Requirement - Below is a block of records; repeat each one exactly.

——————

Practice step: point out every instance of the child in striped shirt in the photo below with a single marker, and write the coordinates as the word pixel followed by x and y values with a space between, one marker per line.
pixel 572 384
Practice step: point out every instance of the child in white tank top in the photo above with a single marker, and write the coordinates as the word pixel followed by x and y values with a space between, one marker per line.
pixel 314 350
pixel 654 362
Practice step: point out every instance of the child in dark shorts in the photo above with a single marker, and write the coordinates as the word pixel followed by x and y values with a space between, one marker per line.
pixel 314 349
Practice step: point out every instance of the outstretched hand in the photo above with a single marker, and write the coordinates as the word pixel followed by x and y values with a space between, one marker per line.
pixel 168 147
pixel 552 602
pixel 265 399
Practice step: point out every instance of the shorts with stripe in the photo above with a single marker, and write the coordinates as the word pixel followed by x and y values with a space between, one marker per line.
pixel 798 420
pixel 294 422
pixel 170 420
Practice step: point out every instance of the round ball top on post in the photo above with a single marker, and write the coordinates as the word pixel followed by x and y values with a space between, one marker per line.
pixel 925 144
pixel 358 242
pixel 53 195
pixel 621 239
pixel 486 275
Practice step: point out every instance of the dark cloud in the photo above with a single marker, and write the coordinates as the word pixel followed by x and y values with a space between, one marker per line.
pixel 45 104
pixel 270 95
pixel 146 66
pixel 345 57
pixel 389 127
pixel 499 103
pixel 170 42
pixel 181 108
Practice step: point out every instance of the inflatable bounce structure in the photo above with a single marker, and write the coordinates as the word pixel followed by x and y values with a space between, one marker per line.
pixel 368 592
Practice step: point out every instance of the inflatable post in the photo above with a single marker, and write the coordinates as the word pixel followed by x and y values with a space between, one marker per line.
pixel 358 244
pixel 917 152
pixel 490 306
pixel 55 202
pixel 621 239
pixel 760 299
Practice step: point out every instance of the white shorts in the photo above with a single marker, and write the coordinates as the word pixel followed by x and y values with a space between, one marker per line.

——————

Written response -
Practice step: point out every instance of the child in striped shirt in the photo below with a single marker, and write the coordinates as the word pixel followed by x and y values with a space between, one marker per line.
pixel 572 384
Practice step: point out every instance of the child in white tank top in the photo above with a single marker, and write the coordinates as the word pixel followed by x and y values with a space between, one marker per line.
pixel 314 350
pixel 654 362
Practice step: point out every instance of the child in dark shorts in the photo above with a single marker, and write the coordinates as the word pixel followed by x and y values with a space between, one marker per line.
pixel 314 349
Practice step: point out every instance of the outstretched hand in the photo above with a single marker, and write the coordinates as the word pixel followed by x and y values with a space between, one marker per line.
pixel 168 147
pixel 552 602
pixel 265 399
Practice step: point out every instance of the shorts with stripe in the photo above with a single marker, and write the coordinates as the word pixel followed by x and y values with a space between, one marker per line.
pixel 798 420
pixel 294 422
pixel 170 420
Practice step: point out every instance of the round ball top on post in the photo above with a single marker, and write the coordinates as the word pixel followed by x and y values with a space between, one marker per line.
pixel 925 144
pixel 358 242
pixel 53 195
pixel 621 239
pixel 486 275
Practice step: point out every instance of the dark cloud in the photo above with a single marker, and write the coordinates as the word pixel followed by x and y values with a space between, one marker per line.
pixel 45 104
pixel 270 95
pixel 146 66
pixel 345 57
pixel 389 127
pixel 499 103
pixel 170 42
pixel 181 108
Practice step: point out every instance of the inflatable bounce structure in the photo above with a single marker, and write the coordinates as the word pixel followed by x and y values with a space between, one marker per line.
pixel 368 592
Practice step: point out every instance of the inflatable post in the photo above with a single marker, and write the coordinates as the word pixel followed by x and y values with a space between, one marker per line.
pixel 358 244
pixel 917 152
pixel 490 306
pixel 55 202
pixel 621 239
pixel 760 299
Practice step: point out every instance of the white shorts in the photo above with a single marker, and write the coordinates as the word pixel followed by x and y values with a space between, one marker per line.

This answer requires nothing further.